• _CHALLENGE_:
Exactly and only the lines from the one with "Practice. Pick out the white cloud" through the end of the listing are to be transcribed, both ends included.

-- Start of ITEMS --

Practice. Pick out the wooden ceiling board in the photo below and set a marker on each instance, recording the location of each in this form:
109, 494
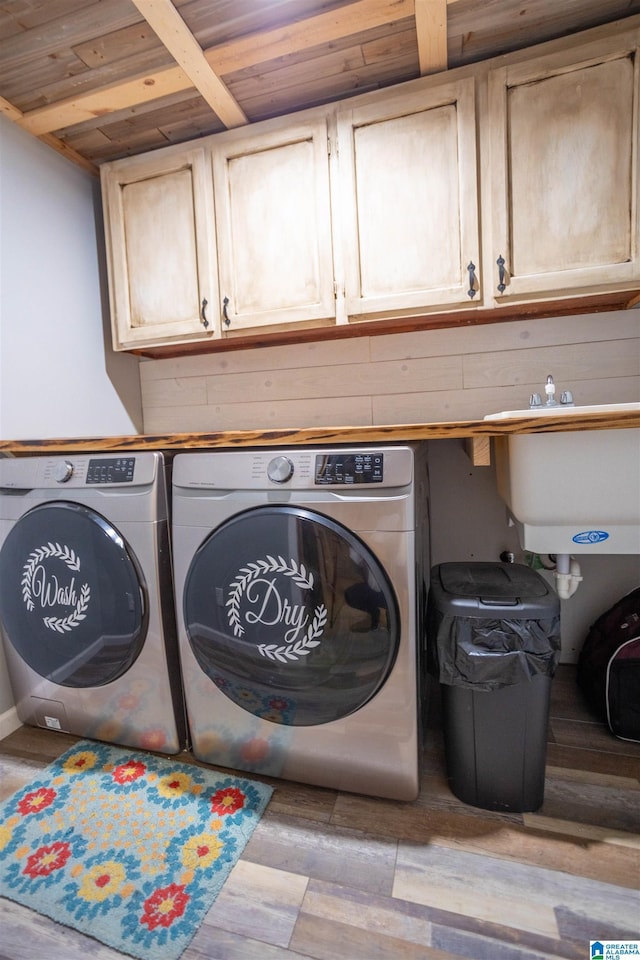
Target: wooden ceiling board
92, 77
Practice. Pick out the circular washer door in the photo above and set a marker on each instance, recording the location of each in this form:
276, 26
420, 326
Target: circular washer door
72, 602
291, 615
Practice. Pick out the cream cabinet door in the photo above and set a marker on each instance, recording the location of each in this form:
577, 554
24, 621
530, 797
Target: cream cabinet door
409, 201
161, 248
564, 172
273, 222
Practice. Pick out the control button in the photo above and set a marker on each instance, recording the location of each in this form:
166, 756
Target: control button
280, 469
63, 471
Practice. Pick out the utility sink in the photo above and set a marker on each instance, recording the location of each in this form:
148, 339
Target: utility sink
563, 411
572, 492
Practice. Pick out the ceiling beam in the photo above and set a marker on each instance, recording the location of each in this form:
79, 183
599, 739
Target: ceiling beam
166, 22
224, 59
431, 32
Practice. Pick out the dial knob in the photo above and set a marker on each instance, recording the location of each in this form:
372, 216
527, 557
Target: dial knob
280, 469
63, 471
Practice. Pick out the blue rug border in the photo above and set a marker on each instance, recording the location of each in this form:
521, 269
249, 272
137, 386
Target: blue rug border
115, 753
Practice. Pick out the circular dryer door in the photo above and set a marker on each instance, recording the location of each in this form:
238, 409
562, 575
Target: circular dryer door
291, 615
72, 602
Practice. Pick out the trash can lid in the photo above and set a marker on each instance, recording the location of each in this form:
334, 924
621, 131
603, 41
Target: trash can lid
493, 582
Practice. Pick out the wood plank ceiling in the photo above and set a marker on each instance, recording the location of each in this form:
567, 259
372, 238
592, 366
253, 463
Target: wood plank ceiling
101, 79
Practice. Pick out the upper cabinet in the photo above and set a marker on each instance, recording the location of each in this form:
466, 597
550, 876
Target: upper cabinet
564, 171
409, 201
161, 248
457, 196
273, 225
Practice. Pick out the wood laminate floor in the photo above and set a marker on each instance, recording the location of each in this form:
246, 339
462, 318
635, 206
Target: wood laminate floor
331, 875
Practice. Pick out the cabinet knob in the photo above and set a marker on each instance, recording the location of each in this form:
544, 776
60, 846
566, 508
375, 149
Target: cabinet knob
501, 274
473, 281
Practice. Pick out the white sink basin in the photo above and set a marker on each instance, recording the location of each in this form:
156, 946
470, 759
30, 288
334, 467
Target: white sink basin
544, 411
573, 492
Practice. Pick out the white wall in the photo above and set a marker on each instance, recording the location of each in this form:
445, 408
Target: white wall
56, 377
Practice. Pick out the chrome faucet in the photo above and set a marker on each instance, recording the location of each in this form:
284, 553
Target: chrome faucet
566, 397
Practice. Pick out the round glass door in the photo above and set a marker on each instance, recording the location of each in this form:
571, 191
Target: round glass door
291, 615
72, 603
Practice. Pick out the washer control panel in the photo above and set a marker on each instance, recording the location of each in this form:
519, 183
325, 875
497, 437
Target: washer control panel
349, 468
112, 470
280, 469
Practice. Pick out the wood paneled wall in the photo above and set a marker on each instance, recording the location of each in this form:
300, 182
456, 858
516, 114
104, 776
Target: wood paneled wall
434, 375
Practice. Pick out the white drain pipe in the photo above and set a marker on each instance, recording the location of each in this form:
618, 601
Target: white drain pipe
567, 575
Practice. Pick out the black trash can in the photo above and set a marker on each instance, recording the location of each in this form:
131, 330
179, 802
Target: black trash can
493, 642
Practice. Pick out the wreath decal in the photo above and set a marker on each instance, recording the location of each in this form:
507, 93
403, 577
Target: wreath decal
71, 560
298, 573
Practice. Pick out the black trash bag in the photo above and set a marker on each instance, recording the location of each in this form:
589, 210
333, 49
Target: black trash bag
487, 654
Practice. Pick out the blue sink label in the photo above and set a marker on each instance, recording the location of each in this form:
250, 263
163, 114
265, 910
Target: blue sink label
591, 536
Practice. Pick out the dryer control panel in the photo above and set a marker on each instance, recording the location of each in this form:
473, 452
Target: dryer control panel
340, 468
112, 470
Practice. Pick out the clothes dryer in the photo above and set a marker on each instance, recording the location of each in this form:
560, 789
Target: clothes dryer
299, 578
86, 597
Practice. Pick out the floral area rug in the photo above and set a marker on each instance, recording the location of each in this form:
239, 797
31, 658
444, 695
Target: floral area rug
126, 847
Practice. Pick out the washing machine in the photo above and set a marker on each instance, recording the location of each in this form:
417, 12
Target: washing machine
299, 578
86, 597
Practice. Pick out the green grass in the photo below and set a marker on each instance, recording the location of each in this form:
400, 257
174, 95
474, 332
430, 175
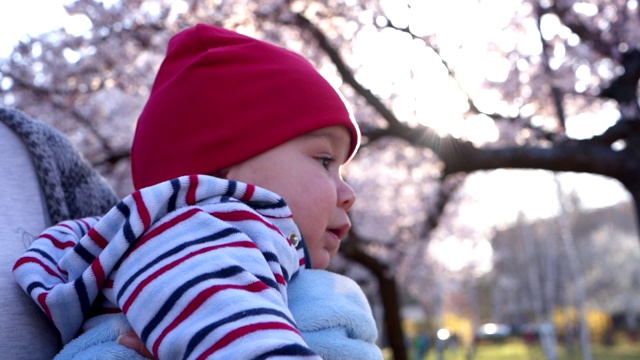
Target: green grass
518, 350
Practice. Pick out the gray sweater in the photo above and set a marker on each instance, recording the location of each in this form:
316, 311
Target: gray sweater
43, 180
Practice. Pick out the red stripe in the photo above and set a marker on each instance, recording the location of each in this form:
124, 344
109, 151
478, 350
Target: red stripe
195, 304
243, 215
97, 238
65, 225
57, 243
109, 310
248, 194
98, 271
142, 209
163, 227
191, 192
280, 279
30, 259
164, 269
244, 331
85, 223
42, 300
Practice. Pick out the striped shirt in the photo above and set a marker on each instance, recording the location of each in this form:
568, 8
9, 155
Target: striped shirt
199, 266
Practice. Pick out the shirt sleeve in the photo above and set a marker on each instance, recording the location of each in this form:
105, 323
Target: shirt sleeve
197, 273
197, 287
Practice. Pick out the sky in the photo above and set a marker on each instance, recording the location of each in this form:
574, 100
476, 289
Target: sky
498, 196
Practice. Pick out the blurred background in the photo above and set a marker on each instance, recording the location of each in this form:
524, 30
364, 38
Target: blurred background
498, 183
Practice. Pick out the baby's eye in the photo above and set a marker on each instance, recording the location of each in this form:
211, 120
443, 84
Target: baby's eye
326, 161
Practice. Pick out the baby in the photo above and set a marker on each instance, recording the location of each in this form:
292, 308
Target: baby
237, 162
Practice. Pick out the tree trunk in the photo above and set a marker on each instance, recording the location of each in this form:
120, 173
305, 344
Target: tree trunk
576, 272
388, 292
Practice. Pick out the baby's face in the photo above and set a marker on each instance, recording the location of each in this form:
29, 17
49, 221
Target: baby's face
305, 171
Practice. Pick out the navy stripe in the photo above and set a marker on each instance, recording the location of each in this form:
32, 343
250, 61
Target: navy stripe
231, 188
126, 228
36, 285
83, 296
263, 204
175, 186
269, 282
220, 234
83, 228
204, 332
177, 294
84, 253
271, 257
287, 350
307, 254
43, 254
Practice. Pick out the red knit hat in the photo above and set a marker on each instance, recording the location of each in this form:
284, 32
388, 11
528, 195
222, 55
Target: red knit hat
221, 98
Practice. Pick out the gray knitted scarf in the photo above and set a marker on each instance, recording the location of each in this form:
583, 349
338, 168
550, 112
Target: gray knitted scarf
72, 188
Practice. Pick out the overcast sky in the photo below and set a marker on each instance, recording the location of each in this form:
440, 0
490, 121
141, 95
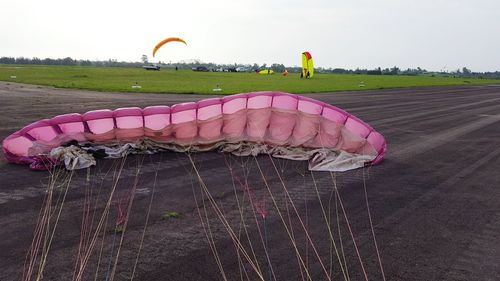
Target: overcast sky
432, 34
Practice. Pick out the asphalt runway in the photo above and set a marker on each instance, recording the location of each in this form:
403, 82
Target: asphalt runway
434, 200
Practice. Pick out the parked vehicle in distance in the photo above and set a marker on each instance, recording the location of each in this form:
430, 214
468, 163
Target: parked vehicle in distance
151, 67
200, 68
243, 69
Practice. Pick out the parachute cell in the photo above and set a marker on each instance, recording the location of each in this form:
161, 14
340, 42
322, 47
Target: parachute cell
280, 124
165, 41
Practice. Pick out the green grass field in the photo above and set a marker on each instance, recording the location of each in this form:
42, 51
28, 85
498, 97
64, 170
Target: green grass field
111, 79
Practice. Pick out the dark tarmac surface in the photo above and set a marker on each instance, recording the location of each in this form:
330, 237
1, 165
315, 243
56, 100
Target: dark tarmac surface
435, 200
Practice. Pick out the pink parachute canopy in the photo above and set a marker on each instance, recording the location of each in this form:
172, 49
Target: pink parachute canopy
271, 118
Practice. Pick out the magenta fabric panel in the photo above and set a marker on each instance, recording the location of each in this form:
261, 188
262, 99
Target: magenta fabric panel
234, 125
306, 128
210, 120
156, 117
331, 113
234, 103
183, 117
259, 100
184, 112
309, 106
69, 123
16, 145
285, 102
129, 123
210, 108
283, 118
100, 121
41, 130
257, 123
357, 127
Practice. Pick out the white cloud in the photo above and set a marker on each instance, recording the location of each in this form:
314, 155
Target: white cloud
358, 33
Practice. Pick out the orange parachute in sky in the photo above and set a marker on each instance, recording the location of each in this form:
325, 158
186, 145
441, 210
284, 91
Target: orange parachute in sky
165, 41
307, 65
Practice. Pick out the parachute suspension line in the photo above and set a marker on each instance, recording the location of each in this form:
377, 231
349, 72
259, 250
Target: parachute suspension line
338, 228
224, 221
300, 220
372, 229
332, 239
245, 188
101, 248
291, 227
84, 227
104, 217
261, 210
111, 253
147, 217
206, 229
349, 228
42, 230
292, 240
270, 273
113, 167
49, 242
337, 195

-- End of ITEMS --

• _SOLUTION FOR THIS PROBLEM_:
Practice. Pick out the white cloud in the photo above and set a marker on each instance, recording the location of each in this form:
314, 155
Target: white cloud
358, 33
Practice. Pick out the orange parachute in sky in the photo above and set a marker on each instance, recording the location of each in this form:
325, 158
186, 145
441, 210
284, 91
Target: orange parachute in sky
165, 41
307, 65
Practice. Pick out the parachute suspension line in the photo above and set a marker on each instance, recording the location of each in this form:
377, 231
349, 72
259, 250
Target: parachute suspension line
338, 228
224, 221
300, 220
372, 229
332, 239
245, 188
101, 248
291, 227
84, 227
104, 217
261, 210
111, 253
147, 217
206, 229
349, 228
42, 230
292, 240
270, 273
113, 167
49, 242
337, 195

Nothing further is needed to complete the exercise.